What to produce: All entries are to be transcribed exactly. Pictures are not part of the copy.

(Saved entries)
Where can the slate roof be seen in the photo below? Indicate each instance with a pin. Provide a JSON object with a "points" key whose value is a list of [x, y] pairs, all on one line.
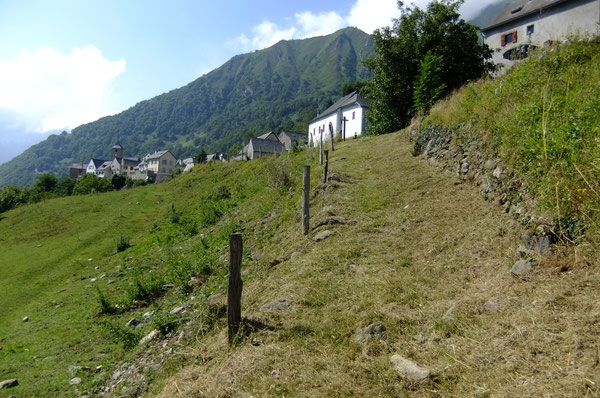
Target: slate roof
{"points": [[266, 146], [266, 135], [295, 136], [520, 9], [98, 162], [352, 98], [156, 155]]}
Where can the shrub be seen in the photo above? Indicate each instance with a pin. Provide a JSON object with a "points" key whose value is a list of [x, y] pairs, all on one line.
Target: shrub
{"points": [[106, 307], [145, 289], [174, 215], [123, 243], [125, 335], [165, 323]]}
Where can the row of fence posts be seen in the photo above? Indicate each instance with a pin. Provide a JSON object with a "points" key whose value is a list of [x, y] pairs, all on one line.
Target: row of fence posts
{"points": [[236, 247]]}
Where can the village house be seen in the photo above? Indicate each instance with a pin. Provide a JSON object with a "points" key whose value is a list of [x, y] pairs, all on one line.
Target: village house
{"points": [[292, 140], [527, 24], [77, 170], [347, 117], [155, 167], [269, 144]]}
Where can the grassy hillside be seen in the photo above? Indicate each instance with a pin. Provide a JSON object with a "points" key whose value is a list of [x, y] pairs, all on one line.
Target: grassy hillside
{"points": [[411, 247], [542, 119], [282, 86]]}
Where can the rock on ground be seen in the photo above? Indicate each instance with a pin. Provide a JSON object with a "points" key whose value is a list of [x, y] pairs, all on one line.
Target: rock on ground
{"points": [[522, 267], [373, 331], [133, 322], [149, 337], [322, 236], [408, 369], [9, 383], [74, 381], [176, 310], [279, 304]]}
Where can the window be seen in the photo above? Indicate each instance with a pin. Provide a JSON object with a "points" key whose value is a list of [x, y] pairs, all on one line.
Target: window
{"points": [[509, 38], [530, 30]]}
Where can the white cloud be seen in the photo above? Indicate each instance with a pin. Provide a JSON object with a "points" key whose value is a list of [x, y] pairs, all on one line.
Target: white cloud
{"points": [[368, 15], [365, 14], [320, 24], [46, 90], [265, 35]]}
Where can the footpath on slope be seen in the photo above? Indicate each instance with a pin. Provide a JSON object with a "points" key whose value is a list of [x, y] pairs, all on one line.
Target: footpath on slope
{"points": [[417, 251]]}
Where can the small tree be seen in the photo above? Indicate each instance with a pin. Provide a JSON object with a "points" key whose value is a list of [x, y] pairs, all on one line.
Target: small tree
{"points": [[429, 86], [90, 183], [118, 181], [201, 156], [456, 56], [65, 186]]}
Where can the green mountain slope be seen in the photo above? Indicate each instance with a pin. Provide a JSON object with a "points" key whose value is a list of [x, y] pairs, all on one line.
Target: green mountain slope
{"points": [[279, 87]]}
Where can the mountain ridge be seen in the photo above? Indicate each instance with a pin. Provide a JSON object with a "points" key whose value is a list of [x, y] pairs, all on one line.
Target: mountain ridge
{"points": [[278, 87]]}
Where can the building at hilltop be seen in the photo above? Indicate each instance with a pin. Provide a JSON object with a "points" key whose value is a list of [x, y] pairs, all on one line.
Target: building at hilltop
{"points": [[527, 24], [347, 117], [270, 143]]}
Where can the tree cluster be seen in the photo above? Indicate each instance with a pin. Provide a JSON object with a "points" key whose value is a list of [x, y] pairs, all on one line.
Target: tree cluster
{"points": [[425, 55]]}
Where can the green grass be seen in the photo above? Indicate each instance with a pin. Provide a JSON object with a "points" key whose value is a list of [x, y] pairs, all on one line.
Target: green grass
{"points": [[50, 251], [542, 119]]}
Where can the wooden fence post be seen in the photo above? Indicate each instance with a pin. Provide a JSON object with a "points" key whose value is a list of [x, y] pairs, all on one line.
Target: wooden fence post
{"points": [[325, 168], [306, 200], [321, 149], [234, 290]]}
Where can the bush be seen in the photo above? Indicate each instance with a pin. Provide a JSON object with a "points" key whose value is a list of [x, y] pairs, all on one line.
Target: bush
{"points": [[174, 215], [165, 323], [106, 307], [122, 243], [145, 289], [125, 335]]}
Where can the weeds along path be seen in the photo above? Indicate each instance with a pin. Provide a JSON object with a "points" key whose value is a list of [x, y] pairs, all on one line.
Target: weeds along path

Output below:
Where can the slate roof be seen in the photo below? Indicate each instance with a pin. Provide a JSON object with a "points" key whose value is a list of [x, y] pairs, all on one line.
Target: slate roof
{"points": [[266, 146], [266, 135], [295, 136], [520, 9], [98, 162], [352, 98], [156, 155]]}
Where can the shrub be seen in the photo above? Indicate each instance with a pin. Provide a JSON object with a "points" key whose value is a list of [x, y] pairs, all on one line.
Target: shrub
{"points": [[106, 307], [145, 289], [174, 215], [123, 243], [125, 335], [165, 323]]}
Where can the row of fence posts be seen in the photo above? Indicate each instance with a pin. Provide a JSON object with a "points" key whose value is a list of [x, y] pairs, all on one line.
Target: row of fence posts
{"points": [[236, 247]]}
Where can the village house be seen in the photo above? Indicate each instance with a pin. Provide a JSON object with a "points" key whose value is a list of [x, y] pairs, all on one line.
Target: village house
{"points": [[292, 140], [527, 24], [77, 170], [347, 117], [155, 167], [269, 144]]}
Where can the grassy hillside be seen in the photo above? Indicate each instance with a pin. Provide a JSON object with a "points" key whose value is a list of [x, y] pairs, all on one line.
Target: grassy hillside
{"points": [[411, 247], [542, 119], [282, 86]]}
Where can the rock on ground be seen in the photo above? Indicate each instance with a pin. Provide a JSON object with a "points" key whose value is a list of [x, y] pairs, all on one line.
Target: rock on ground
{"points": [[522, 267], [373, 331], [133, 322], [149, 337], [322, 236], [408, 369], [9, 383], [74, 381], [176, 310], [279, 304]]}
Where can the window be seen in the photo above? Indicate each instance with a pin. Provide a JSON object with a "points" key whose value is a list of [x, y] pairs, all on one line.
Target: window
{"points": [[509, 38], [530, 30]]}
Where can the white cloud be seen in the photo above? Indicate each instance with a pin. Provide a JSON object with a "points" key whose value is a list of [x, y] pairs, all on one line.
Target: white cloud
{"points": [[368, 15], [365, 14], [320, 24], [46, 90], [265, 35]]}
Where can the footpath on slope be seen in the photo above? Indicate each instance with a pin. Provide a JSON object with a "points" key whose value is a list of [x, y] pairs, all on one line.
Target: footpath on slope
{"points": [[417, 251]]}
Where can the small tree be seen in the photo above? Indicate each instance with a pin. Provide a JSON object with a "points" key whose value is a list of [x, y] pairs, all on one line.
Target: small tree
{"points": [[429, 86], [90, 183], [118, 181], [201, 156], [456, 56], [65, 186]]}
Where can the green mountain slope be seen in the photo above? Indicate each instance with a pin. Provide a JSON object with a "points" key whose value is a list of [x, y] pairs, all on one line.
Target: green mountain slope
{"points": [[279, 87]]}
Where can the mountain ridge be seen in the photo above? Indicate each instance with a pin. Provide a JSON object with a "points" key whose value is a list of [x, y] pairs, all on one line.
Target: mountain ridge
{"points": [[278, 87]]}
Where can the building at hilltop be seen in the photo above? Indicate each instance with a pin. Provide a JSON object with a "points" key whose value is a list of [x, y] pairs, all on one line.
Target: building at hilltop
{"points": [[527, 24], [347, 117], [270, 143]]}
Where can the tree cluster be seen in the photo above? Indicate each instance with a pin. Provide a JSON object with a "points" key whose value is a list of [x, y] pairs, all on one line.
Target: tree cluster
{"points": [[425, 55]]}
Where can the green grass be seen in the photo above? Indicate each instance with a pin. Provide a JSON object with a "points" key whose value is a list of [x, y] pairs, all on one line.
Target: green grass
{"points": [[50, 251], [542, 119]]}
Where can the wooden fence post be seen in the photo above? Indicate each instance with a pin. Provide a JSON object with a "points" key whose value is a list of [x, y] pairs, all on one line.
Target: wooden fence post
{"points": [[325, 168], [306, 200], [321, 149], [234, 290]]}
Where can the bush be seen in the photo above? Indicate each instance with a pin. Provide a JSON object with a "points" key whose value is a list of [x, y] pairs, all on one line.
Target: bush
{"points": [[174, 215], [165, 323], [106, 307], [122, 243], [145, 289], [125, 335]]}
Where can the weeds along path be seen in the photo above? Indicate each instance with a pin. Provide a JSON object with a "points" key whose value is a list of [x, y] pairs, all on one line.
Target: weeds along path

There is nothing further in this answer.